PAGE EXTRACT →
Multi-Plant Concentrated Powder Improved Skin Whitening: A Double-Blinded, Randomized, and Placebo-Controlled Clinical Study.
Summary
In a 12-week double-blind RCT (n=60), the multi-plant formulation significantly improved plasma antioxidant markers versus placebo and produced modest improvements in skin brightness and spot counts, with borderline significance for some skin endpoints.
Key Findings
- Double-blind, randomized, placebo-controlled design with 60 participants over 12 weeks (NCT05988567).
- Significant increases in TEAC, SOD, and GPx versus placebo (p<0.01).
- Skin brightness (L*) and ITA° increased from week 8 (p<0.1); skin spots decreased at weeks 8 and 12 (p<0.1).
- Reductions in erythema (a*) and wrinkles were observed within the treatment group at week 12 but not significant versus placebo.
Clinical Implications
Supports cautious use of multi-ingredient nutraceuticals for skin brightening with emphasis on modest effect sizes; clinicians should communicate borderline significance for some endpoints and await larger, longer trials.

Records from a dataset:
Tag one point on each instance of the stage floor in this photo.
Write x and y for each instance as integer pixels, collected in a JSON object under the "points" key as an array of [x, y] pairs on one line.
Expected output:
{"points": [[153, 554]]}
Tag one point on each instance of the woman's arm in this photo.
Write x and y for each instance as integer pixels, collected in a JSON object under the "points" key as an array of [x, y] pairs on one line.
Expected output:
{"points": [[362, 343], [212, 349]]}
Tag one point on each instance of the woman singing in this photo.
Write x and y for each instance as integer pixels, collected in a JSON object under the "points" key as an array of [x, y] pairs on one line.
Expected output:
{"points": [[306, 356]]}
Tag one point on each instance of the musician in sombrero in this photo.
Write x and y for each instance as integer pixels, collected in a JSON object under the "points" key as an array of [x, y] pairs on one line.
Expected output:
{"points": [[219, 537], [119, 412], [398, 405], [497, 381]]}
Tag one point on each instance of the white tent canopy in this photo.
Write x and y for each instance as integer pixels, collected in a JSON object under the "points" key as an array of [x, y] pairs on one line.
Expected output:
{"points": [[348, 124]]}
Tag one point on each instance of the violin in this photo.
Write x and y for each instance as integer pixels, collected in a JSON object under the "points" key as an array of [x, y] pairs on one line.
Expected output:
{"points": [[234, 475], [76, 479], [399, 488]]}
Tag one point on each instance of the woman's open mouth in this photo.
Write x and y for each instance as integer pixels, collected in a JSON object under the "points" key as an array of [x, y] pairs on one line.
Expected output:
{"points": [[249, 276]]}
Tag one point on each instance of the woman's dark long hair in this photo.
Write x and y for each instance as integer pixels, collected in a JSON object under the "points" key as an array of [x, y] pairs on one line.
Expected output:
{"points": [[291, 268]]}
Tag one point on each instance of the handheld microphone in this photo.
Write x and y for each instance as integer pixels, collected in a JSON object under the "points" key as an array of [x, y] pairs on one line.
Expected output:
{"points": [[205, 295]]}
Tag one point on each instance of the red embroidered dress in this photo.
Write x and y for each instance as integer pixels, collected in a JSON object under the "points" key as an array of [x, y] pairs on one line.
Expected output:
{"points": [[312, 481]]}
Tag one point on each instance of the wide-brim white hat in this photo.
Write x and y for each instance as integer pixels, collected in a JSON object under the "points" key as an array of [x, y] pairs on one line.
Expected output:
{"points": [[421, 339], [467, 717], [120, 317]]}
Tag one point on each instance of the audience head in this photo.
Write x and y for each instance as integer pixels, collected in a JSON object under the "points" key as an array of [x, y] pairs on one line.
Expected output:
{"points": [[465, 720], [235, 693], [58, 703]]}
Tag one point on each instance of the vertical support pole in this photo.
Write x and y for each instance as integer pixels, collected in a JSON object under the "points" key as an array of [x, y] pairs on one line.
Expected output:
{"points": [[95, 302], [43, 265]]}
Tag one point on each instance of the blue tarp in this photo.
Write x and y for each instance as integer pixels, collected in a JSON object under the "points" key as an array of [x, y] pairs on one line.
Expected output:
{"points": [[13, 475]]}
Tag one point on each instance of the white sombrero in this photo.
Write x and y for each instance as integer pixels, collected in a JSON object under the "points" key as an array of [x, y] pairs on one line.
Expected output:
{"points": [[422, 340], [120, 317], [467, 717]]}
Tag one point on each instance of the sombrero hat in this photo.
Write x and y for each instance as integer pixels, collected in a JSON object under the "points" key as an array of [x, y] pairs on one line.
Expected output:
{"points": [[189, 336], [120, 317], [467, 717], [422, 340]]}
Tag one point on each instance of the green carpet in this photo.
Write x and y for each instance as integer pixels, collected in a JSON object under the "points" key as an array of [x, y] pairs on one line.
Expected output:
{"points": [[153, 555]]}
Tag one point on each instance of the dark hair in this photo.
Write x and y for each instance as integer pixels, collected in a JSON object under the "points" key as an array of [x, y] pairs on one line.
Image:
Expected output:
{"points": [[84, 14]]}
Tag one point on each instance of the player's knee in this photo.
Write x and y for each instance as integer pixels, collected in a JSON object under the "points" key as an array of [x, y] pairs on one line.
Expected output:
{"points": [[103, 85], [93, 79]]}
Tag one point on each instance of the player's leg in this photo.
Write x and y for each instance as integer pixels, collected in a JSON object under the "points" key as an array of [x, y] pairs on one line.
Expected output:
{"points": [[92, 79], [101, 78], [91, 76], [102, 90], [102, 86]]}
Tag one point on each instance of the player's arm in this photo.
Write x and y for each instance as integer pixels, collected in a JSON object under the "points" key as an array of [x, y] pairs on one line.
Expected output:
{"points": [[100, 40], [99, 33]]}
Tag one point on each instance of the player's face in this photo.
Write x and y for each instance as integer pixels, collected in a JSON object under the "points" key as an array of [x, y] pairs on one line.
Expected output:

EXERCISE OBJECTIVE → Write out the part of the skin-whitening study summary that opens with the words "Clinical Implications" and closes with "larger, longer trials.", putting "supplements" wherever "nutraceuticals" stands. Work only from the text, not the rows.

SOLUTION TO THE EXERCISE →
Clinical Implications
Supports cautious use of multi-ingredient supplements for skin brightening with emphasis on modest effect sizes; clinicians should communicate borderline significance for some endpoints and await larger, longer trials.